> TASKS
1. List every place name that appears in the Mountain Hare piece.
2. Please write out the stretch of the Mountain Hare piece from "A last look" through "Mountain Hare survey.".

> PROVIDED TEXT
-------

Watching out for Mountain Hare in Marsden

A last look for Lepus Timidus – Mountain Hare ..

I took my two boys to look for the Easter Bunny this weekend. I’ll reframe that (to change the scene in your head): they’re 25 and 21 and we were after Mountain Hare. But the Hares were harder to find than all those badly hidden Easter eggs in the garden over the years. Despite lots of tell-tale Maltesers in evidence (keeping the chocolate theme going), no Hares were seen this time. The lads were home for Easter weekend and we’d set off early in the evening on the final round of the two grid squares I had been allocated for the National Trust annual Mountain Hare survey.

I had only spotted one Hare in the accumulated eight hours or so that I had spent surveying my allocated areas – centring around the March Hill area. That one encounter was worth the hours though, bursting out as it did from the heather in front of me, to rubberball away in its white winter coat. A white coat against the purple, brown and tan of the spring moors landscape. Once you see one you can’t believe they are so elusive and infrequently seen at this time of year.

Where I saw it is about the northern extremity of the Peak District heartland for Mountain Hares. There are bigger populations in Scotland where they have survived since the ice-age, albeit fluctuating in density in recent times (from what I’ve read). The English population was reintroduced in the 1880’s and they prefer the higher moors and heather habitats, compared to the Brown Hare (its larger interloper cousin and a Roman introduction).

-------

> DATASET CONTENT
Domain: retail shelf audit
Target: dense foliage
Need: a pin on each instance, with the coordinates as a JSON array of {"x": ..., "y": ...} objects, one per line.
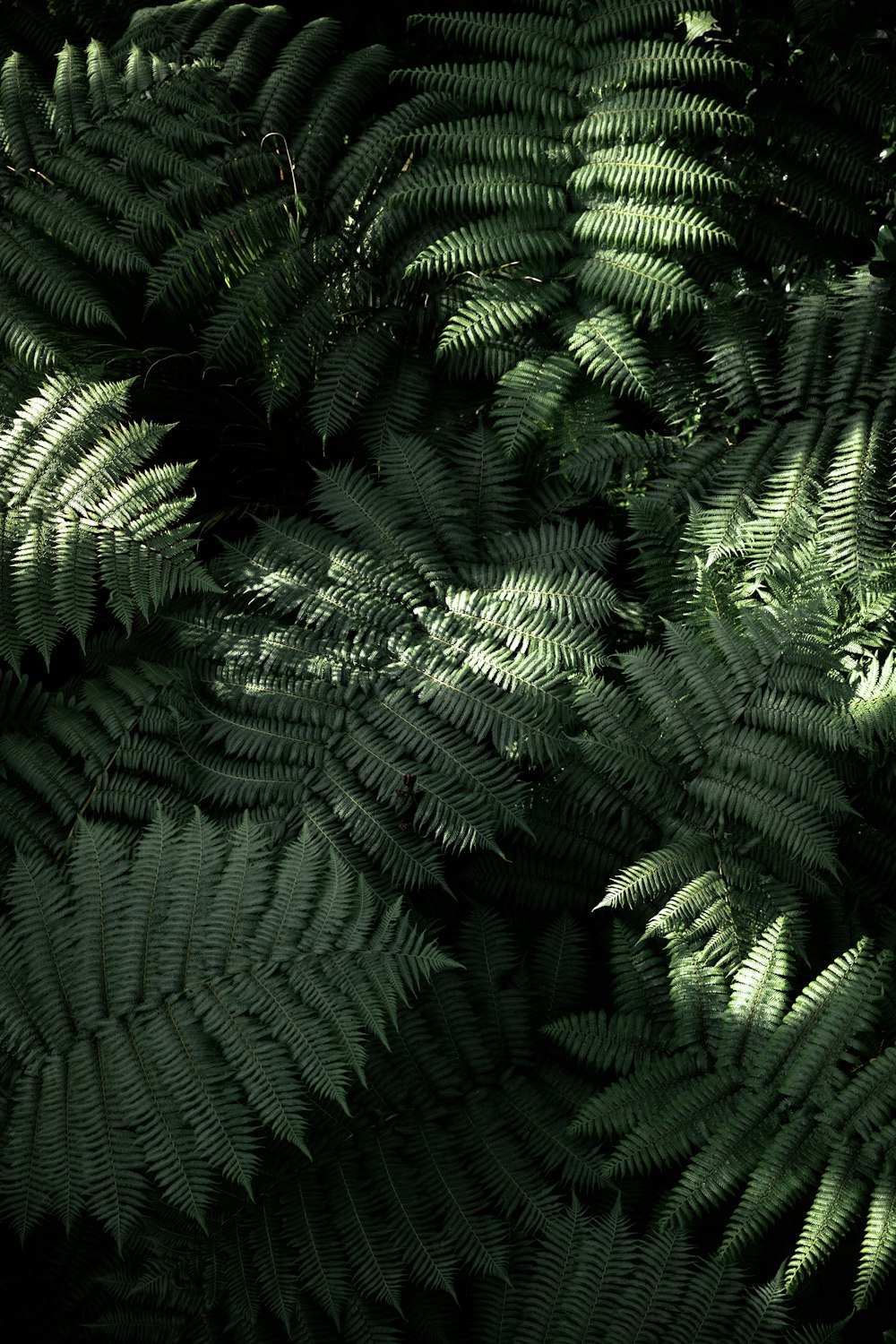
[{"x": 447, "y": 707}]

-------

> THE RESULTS
1. Marsden, March Hill, the Peak District, Scotland

2.
A last look for Lepus Timidus – Mountain Hare ..

I took my two boys to look for the Easter Bunny this weekend. I’ll reframe that (to change the scene in your head): they’re 25 and 21 and we were after Mountain Hare. But the Hares were harder to find than all those badly hidden Easter eggs in the garden over the years. Despite lots of tell-tale Maltesers in evidence (keeping the chocolate theme going), no Hares were seen this time. The lads were home for Easter weekend and we’d set off early in the evening on the final round of the two grid squares I had been allocated for the National Trust annual Mountain Hare survey.